**Extract:**
--------

Nicholas Sparks’ the Notebook depicts a love story so awe inspiring that every three months or so, I search the confines of my basement for my aging DVD [Kleenex in hand] and pay the love story the respect it deserves. Love is a tricky little matrix however, and doesn’t always manifest itself quintessentially as that shared between the iconic Noah and Allie. On the one day a year where love is publically esteemed I think it’s only fitting to explore an accurate definition of this binding term. Mainstream definitions of love tend to portray dysfunction as exciting and conventional. Soo conventional that society seems to be immune to infidelity and other behavior that contradicts it. Is it really love that caused NBA superstar Kobe Bryant to cheat on his wife of 10 years, or was it love that caused a husband by the name of Eric McLean to murder his infidel wife’s 18 year old lover. Definitions have been and remain distorted. Why are we so willing to accept that if we’ve found romantic love, it will hurt a little and that it’s up to us who have found it to decide who we are willing to endure the hurt for. The day to day offers enough opportunity for hurt that in LOVE shouldn’t be where we have should settle to find it. From a girl who’s been “guilty your honour” of mistaking dysfunction for love — using it’s ever so sacrificial name in vain, I’ve figured out it’s true fruit bearing signs. Using 1 Corinthians 13:4-8 as the guide let’s ask ourselves some honest questions and see where we arrive! For the sake of this post, let’s touch on romantic love — Here are the signs of love and the questions we should be asking ourselves:
1. Love is patient — Does your partner compromise? When you’ ve done something of distaste to your partner — are they quick to hurl out curse words and storm out of the room? Does your partner seek and live to de-escalate a squabble or the reverse?
2. Love is kind — Is your union carry a pleasant or heart-heavy vibe? Does your partner sacrifice for the betterment of your relationship? Is your partner concerned about your emotional concerns even if they cannot relate?
3. Love does not envy — Is jealousy an explicit part of your relationship? Is your partner possessive when it comes to you? Do they dictate where you can go, when you can go, and who should be there? Are you tormented for your accomplishments that may surpass those of your partner?
4. Love does not boast, It isn’t proud — Is your partner arrogant about their position in the relationship? Do they taunt and tease about having an upper hand [wearing the pants]? Is inflating their ego the only thing that seems to be of interest to them?
5. It is not easily angered — Does your partner get angry more than they are pleasant? Is anger the default emotion they result to when misunderstood?
6. Keeps no records of wrong — Are you always reminded of your past mistakes in your relationship?
7. Love does not delight in evil, but rejoices in truth.
8. It always protects, always trusts, always hopes, always perseveres?
In all things there is a balance – God created this world and it’s people to need and desire equilibrium. The Bible says that you’ll know someone based of the fruit they produce Matt 7:16 — meaning that you will be able to identify someone and the qualities within them by their behavioural constants. This consistency is an accurate indicator of character. If your partner shows love 20% of the time vs. an 80% contradiction to the Bible’s definition — we can assume that the relationship may be fueled by something else, and not LOVE. I guess the tone of this piece didn’t turn out as light and ‘cloud nine-y‘ as I’d initially intended. Oops – Sorry guys — these ideas simply took over. Happy Valentine Day!

--------

**Dataset entries:**
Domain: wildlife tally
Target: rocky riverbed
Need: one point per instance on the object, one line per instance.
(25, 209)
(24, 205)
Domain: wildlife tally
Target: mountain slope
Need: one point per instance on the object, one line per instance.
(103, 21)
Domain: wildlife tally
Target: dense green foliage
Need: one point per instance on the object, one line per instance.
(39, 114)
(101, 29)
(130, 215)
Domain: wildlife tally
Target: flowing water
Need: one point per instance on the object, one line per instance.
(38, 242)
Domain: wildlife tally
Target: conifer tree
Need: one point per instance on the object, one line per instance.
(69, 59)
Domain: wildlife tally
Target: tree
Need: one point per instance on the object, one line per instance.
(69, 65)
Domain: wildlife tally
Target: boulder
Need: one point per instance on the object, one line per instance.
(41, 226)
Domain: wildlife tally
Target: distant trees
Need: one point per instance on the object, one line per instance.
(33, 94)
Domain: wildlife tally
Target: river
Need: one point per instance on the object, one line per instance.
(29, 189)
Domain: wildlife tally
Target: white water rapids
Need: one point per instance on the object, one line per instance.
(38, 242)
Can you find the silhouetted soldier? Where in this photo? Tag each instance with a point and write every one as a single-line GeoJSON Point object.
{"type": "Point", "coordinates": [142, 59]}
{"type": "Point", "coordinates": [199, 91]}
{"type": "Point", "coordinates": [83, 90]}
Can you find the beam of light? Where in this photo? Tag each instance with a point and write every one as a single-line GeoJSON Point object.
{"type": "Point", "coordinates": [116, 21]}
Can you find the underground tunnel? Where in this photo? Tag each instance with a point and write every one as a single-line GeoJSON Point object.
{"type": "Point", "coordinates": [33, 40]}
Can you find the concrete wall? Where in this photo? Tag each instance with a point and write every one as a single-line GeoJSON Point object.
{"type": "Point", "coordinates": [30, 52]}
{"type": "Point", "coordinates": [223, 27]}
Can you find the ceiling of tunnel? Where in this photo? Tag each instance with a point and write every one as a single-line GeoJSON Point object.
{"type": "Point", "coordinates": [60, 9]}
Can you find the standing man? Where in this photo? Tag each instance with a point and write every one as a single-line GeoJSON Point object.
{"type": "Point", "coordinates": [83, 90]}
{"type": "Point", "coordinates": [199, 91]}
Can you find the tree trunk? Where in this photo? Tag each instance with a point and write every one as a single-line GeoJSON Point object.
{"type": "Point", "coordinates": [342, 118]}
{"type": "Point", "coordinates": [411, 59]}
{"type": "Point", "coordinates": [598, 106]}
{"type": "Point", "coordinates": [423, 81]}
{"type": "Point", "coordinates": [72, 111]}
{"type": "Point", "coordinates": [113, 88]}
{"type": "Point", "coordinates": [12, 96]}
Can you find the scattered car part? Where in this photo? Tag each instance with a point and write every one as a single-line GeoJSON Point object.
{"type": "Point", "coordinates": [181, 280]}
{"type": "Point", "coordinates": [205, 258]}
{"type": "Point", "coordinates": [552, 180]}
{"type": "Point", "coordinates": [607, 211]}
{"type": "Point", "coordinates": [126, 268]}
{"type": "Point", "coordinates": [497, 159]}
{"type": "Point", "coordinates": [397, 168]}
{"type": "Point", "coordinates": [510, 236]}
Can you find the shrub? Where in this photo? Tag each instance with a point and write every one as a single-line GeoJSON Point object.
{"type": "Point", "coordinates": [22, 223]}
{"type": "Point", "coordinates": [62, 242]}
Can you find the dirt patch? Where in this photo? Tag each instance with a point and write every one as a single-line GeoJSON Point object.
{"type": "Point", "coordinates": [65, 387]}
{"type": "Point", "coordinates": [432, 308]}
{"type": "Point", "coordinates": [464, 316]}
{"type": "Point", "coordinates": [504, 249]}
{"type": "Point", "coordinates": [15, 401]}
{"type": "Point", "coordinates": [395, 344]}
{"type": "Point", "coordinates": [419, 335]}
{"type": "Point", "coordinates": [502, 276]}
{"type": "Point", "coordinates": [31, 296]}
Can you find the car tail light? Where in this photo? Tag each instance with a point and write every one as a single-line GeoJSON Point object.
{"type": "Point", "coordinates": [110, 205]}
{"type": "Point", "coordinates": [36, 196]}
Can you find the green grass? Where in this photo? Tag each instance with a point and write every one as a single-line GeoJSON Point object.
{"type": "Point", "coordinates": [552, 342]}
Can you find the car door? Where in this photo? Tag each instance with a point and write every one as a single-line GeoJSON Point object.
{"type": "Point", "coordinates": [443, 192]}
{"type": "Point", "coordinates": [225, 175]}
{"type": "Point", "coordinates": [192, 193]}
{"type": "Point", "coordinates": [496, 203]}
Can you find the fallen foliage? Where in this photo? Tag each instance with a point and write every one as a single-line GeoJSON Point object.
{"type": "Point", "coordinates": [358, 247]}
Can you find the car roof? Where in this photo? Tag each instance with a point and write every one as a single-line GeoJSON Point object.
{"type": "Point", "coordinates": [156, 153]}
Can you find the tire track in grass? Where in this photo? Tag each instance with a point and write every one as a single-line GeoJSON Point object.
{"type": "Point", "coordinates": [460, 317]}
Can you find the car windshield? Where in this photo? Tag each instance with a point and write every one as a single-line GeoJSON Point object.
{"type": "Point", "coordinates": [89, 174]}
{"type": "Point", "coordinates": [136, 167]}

--------

**Your tasks:**
1. Translate this sentence from the post on love into Spanish: "This consistency is an accurate indicator of character."
2. Reproduce the post on love word for word, from "5. It is not" up to and including "to when misunderstood?".
3. Answer these questions using the post on love:
(a) Which Bible passage does the post use as the guide to the signs of love?
(b) How many years had Kobe Bryant been married to his wife when he cheated, according to the post?
(c) What share of the time does the post's example partner show love?
The data that come after the post on love are separate material.

**Outputs in order:**
1. Esta constancia es un indicador preciso del carácter.

2.
5. It is not easily angered — Does your partner get angry more than they are pleasant? Is anger the default emotion they result to when misunderstood?

3.
(a) 1 Corinthians 13:4-8
(b) 10 years
(c) 20%